Return every line of the data below, including the coordinate lines, as a JSON array of strings with one string per line, skipping blank lines. Leave out the picture placeholder line.

(Data on object locations)
begin
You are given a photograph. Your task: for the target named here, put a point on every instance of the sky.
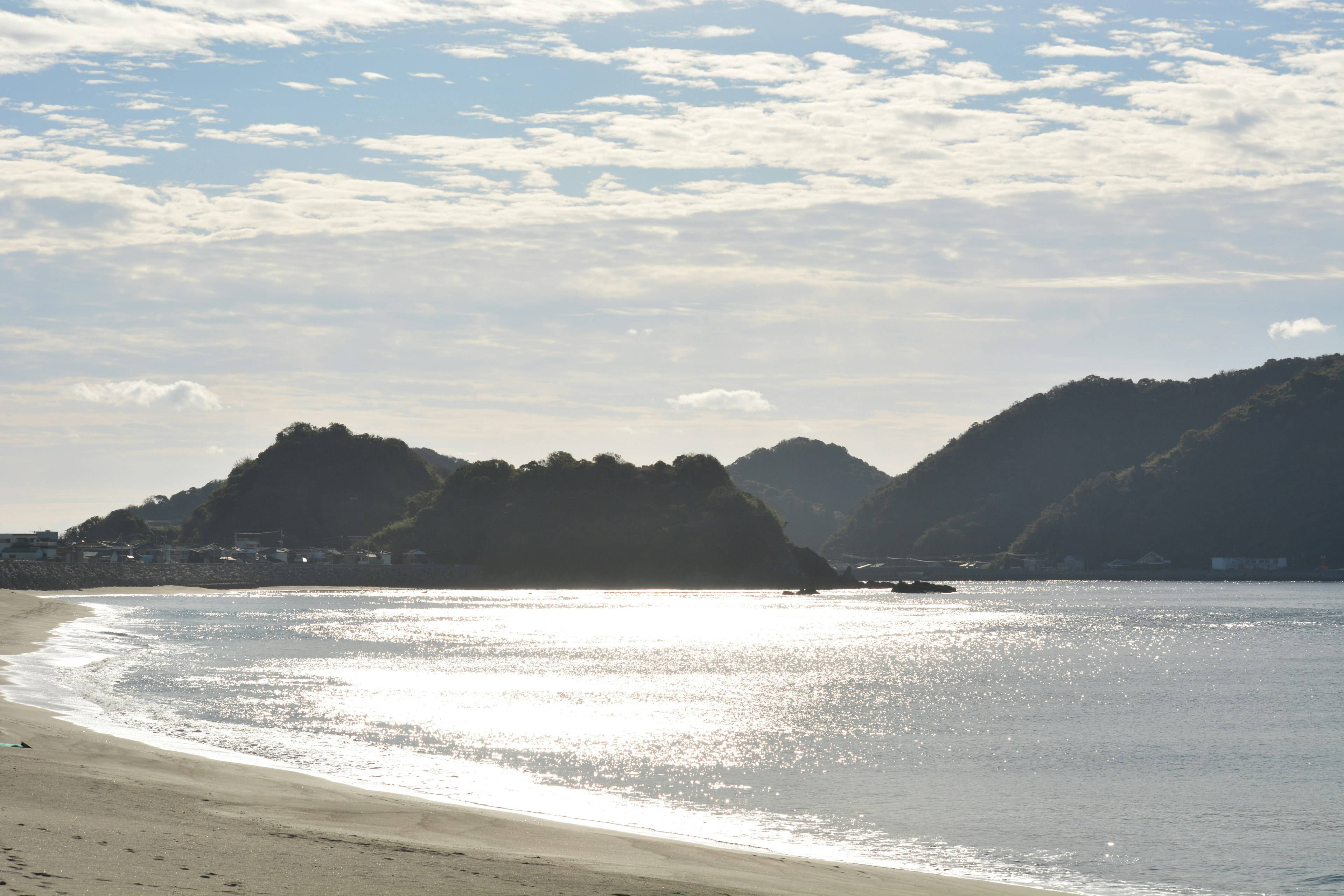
(506, 227)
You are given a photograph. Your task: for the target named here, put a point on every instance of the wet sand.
(88, 813)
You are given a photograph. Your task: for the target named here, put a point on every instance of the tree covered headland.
(808, 483)
(604, 522)
(318, 484)
(1265, 480)
(174, 508)
(121, 526)
(980, 491)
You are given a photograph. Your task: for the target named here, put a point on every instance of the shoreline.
(91, 813)
(61, 578)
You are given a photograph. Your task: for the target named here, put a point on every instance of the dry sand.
(86, 813)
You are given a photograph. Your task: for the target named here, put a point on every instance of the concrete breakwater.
(72, 577)
(1117, 575)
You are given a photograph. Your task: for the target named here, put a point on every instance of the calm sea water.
(1119, 738)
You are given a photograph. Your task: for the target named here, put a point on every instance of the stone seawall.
(70, 577)
(1119, 575)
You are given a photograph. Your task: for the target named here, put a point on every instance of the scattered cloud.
(1069, 48)
(1292, 330)
(898, 43)
(945, 25)
(1072, 15)
(283, 135)
(475, 53)
(718, 399)
(712, 31)
(623, 100)
(181, 396)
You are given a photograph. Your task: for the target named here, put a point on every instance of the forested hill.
(604, 522)
(171, 508)
(808, 483)
(1265, 480)
(443, 463)
(315, 484)
(980, 491)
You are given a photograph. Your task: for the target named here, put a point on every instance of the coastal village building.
(1249, 564)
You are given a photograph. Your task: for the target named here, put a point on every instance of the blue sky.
(503, 227)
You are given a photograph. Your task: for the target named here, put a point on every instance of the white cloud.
(945, 25)
(286, 135)
(623, 100)
(181, 396)
(475, 53)
(69, 30)
(1073, 15)
(898, 43)
(1068, 48)
(712, 31)
(1292, 330)
(1314, 6)
(721, 399)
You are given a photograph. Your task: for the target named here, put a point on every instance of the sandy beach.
(88, 813)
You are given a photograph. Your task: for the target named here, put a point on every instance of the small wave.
(1323, 880)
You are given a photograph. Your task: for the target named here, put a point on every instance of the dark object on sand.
(923, 588)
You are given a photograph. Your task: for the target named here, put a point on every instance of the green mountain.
(808, 483)
(315, 484)
(121, 526)
(980, 491)
(170, 510)
(1265, 480)
(443, 463)
(604, 522)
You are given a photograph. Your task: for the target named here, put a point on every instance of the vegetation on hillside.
(121, 526)
(315, 484)
(604, 522)
(174, 508)
(982, 489)
(1262, 481)
(808, 483)
(443, 463)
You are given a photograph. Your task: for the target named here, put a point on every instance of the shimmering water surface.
(1096, 738)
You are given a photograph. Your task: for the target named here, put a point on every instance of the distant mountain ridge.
(1265, 480)
(811, 484)
(982, 491)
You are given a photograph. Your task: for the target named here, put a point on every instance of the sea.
(1094, 738)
end
Answer to the exercise
[
  "You are given a photograph. Your task: for the target named here, put a point on every instance of the sky.",
  "(506, 227)",
  "You are given a photograph. Your task: for the target named here, put a point on every instance of the wet sand.",
  "(88, 813)",
  "You are given a photograph. Your task: for the target named here, put a point on every instance of the tree covered headland.",
  "(808, 483)",
  "(604, 522)",
  "(318, 484)",
  "(1265, 480)",
  "(174, 508)",
  "(121, 526)",
  "(980, 491)",
  "You are given a photograph. Your task: for the target named here, put a point on every instance of the shoreline.",
  "(91, 813)",
  "(61, 578)",
  "You are given a photograph. Your task: for the target named here, put a point on every instance of the dry sand.",
  "(86, 813)",
  "You are given a photograph. Your task: for the target named here, put a point on every instance of the concrete breakwater.",
  "(72, 577)",
  "(1117, 575)",
  "You are given a photograph. Your task: for the target named here, put a point on every instance of the calm sea water.",
  "(1119, 738)",
  "You are given a photograph. Your task: for the target named here, put a point on every instance of the stone seawall.",
  "(70, 577)",
  "(1119, 575)",
  "You are given a photograph. Your task: for the target named here, put a point on every instance of the scattered cloud.",
  "(1069, 48)",
  "(1292, 330)",
  "(898, 43)",
  "(945, 25)",
  "(1072, 15)",
  "(283, 135)",
  "(475, 53)",
  "(718, 399)",
  "(712, 31)",
  "(623, 100)",
  "(181, 396)",
  "You are given a photograph. Your task: for the target named here, put a point on every instance of the forested hill.",
  "(604, 522)",
  "(171, 508)",
  "(808, 483)",
  "(1265, 480)",
  "(443, 463)",
  "(315, 484)",
  "(980, 491)",
  "You are given a photograph. Your task: for the target named here, put a point on every instance of the coastal village building.",
  "(1249, 564)",
  "You are given a photograph. Your task: for the target named here, put a point on every instance of the blue sky.",
  "(503, 227)",
  "You are given a photograph. Your task: for the target named here, put a point on every instance of the white cloud.",
  "(945, 25)",
  "(286, 135)",
  "(623, 100)",
  "(181, 396)",
  "(475, 53)",
  "(69, 30)",
  "(1073, 15)",
  "(898, 43)",
  "(1068, 48)",
  "(712, 31)",
  "(1292, 330)",
  "(1314, 6)",
  "(721, 399)",
  "You are given a photograph. Your task: for the target named here, put a point on every instance of the sandy beach.",
  "(88, 813)",
  "You are given a photograph. Your task: for the target named here, put a point on every instance of the small wave.",
  "(1323, 880)",
  "You are given a photograph. Your task: for the target named here, put a point on every instance of the dark object on sand.",
  "(923, 588)",
  "You are given a photograph. Your task: for the target named here, put a point on every instance of the green mountain.",
  "(808, 483)",
  "(315, 484)",
  "(121, 526)",
  "(980, 491)",
  "(170, 510)",
  "(1265, 480)",
  "(443, 463)",
  "(604, 522)",
  "You are given a photograph. Your task: for the target named here, put a point on every instance of the vegetation on hillside.",
  "(121, 526)",
  "(315, 484)",
  "(604, 522)",
  "(174, 508)",
  "(982, 489)",
  "(1262, 481)",
  "(808, 483)",
  "(443, 463)",
  "You are given a photograph. Your task: for the target named here, put a point on every instance of the shimmering water surface.",
  "(1096, 738)",
  "You are given a photograph. Your task: for the target named here, put a point on every instance of the distant mountain ridge.",
  "(1265, 480)",
  "(811, 484)",
  "(982, 491)",
  "You are given a photograph. Your task: for the target named here, put a point on every instance of the sea.",
  "(1094, 738)"
]